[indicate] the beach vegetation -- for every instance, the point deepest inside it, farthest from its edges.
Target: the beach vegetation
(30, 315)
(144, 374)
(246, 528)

──────────

= Do this =
Reproduce every line of the material above, keeping each character unchanged.

= Task answer =
[indicate] the beach vegetation -- for every instance, the point deepest inside it, farthest from its edges.
Target: the beach vegetation
(30, 315)
(144, 374)
(246, 528)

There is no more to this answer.